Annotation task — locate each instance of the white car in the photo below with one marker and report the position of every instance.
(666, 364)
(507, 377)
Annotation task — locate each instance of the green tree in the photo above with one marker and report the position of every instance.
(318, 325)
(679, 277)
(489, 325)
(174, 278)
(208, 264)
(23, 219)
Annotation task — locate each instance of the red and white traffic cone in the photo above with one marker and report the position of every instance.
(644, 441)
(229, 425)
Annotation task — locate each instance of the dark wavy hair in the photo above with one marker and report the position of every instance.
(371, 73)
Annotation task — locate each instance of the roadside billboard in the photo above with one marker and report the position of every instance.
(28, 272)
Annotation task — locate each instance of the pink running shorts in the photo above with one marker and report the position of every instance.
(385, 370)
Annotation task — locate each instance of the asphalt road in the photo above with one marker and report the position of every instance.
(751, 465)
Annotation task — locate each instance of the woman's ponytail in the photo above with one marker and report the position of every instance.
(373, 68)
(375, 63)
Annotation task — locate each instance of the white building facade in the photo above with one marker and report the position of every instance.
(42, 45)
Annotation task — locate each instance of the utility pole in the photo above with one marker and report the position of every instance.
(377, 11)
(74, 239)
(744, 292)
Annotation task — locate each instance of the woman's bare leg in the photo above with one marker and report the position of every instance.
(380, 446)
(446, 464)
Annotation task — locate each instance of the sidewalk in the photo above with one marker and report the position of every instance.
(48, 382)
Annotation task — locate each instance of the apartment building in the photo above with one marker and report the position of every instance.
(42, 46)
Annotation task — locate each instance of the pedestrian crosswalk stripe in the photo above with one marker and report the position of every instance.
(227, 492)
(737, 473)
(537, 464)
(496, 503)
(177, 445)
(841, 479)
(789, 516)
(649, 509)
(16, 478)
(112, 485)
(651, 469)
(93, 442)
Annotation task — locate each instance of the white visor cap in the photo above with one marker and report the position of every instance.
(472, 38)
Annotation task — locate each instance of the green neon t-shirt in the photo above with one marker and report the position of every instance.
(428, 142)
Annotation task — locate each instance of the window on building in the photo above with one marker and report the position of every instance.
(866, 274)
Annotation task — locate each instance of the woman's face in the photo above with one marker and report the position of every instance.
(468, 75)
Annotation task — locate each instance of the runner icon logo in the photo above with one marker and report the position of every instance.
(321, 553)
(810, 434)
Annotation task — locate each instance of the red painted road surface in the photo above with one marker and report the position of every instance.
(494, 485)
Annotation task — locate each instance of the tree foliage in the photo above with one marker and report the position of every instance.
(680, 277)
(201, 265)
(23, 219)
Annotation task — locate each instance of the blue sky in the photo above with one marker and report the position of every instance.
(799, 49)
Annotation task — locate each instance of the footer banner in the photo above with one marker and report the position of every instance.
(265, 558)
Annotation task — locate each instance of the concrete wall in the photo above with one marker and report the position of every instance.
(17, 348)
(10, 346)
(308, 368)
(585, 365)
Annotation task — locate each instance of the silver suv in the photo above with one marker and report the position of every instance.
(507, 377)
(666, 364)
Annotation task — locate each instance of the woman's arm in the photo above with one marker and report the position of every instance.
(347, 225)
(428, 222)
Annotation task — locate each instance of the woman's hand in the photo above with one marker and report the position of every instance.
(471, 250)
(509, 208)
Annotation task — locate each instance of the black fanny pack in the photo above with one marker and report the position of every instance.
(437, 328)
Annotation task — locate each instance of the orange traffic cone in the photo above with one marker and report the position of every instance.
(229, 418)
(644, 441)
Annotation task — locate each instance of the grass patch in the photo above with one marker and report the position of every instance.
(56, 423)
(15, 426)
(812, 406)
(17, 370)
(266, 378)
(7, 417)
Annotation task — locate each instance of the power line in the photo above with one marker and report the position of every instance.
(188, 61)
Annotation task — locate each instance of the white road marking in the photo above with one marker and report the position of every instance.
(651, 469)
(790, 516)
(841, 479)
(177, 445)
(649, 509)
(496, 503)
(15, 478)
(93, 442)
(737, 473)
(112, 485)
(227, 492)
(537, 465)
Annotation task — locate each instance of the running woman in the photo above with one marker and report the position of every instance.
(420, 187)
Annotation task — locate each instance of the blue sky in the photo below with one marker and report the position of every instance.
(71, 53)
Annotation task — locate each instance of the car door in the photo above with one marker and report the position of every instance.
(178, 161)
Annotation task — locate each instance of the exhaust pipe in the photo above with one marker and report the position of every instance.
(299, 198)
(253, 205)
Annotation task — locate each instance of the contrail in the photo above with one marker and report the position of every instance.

|---|

* Your goal *
Using the records above, please retype only the run of lines from the line holding "Annotation task — locate each instance of the running" through the last line, both ends included.

* Correct answer *
Annotation task — locate each instance of the running woman in the photo above with one marker and report the position of every instance.
(420, 187)
Annotation task — locate each instance of the blue sky in the photo below with one marker and report the position of every instance.
(71, 53)
Annotation task — locate each instance of the car door in the photo above with one marker and report the position of every instance.
(178, 161)
Annotation task — locate each instance of the exhaust pipe in the photo above with one marker and report the position of every instance.
(299, 198)
(253, 205)
Annotation task — locate each instance of the contrail in the photo above with one marker and report the position of every instance.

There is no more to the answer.